(Photo-based referring expression data)
╔══
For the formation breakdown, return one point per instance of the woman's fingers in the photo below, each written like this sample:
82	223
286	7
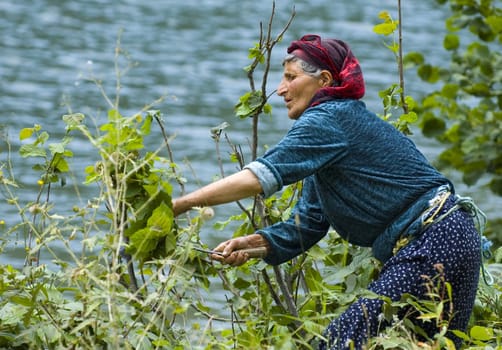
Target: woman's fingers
231	254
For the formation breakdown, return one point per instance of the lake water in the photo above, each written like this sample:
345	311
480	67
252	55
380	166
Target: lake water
191	50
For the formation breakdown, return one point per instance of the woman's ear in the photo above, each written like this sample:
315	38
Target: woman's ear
326	79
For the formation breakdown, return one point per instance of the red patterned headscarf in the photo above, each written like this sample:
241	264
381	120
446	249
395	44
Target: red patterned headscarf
335	56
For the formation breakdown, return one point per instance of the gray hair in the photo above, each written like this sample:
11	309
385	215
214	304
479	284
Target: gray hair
306	67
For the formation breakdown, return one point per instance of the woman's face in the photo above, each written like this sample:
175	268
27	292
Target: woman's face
297	88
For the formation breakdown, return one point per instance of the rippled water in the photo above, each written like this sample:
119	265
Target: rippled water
191	50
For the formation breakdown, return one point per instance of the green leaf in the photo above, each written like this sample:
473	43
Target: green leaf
26	133
385	28
32	151
451	42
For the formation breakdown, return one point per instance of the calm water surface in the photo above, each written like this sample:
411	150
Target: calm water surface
193	51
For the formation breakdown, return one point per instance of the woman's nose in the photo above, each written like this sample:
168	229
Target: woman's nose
281	89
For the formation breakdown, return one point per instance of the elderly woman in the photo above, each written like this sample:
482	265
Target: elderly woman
364	179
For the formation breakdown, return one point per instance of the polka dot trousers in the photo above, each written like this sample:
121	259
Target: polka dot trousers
451	245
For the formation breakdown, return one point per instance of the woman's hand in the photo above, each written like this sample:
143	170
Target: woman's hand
232	249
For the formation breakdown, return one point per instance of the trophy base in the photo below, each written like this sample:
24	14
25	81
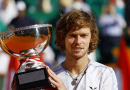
╚══
§ **PROBLEM TO SOLVE**: State how many lines of the data contain the word "below". Nothing besides the number belongs in the reply.

§ **ANSWER FOR THE TASK**: 2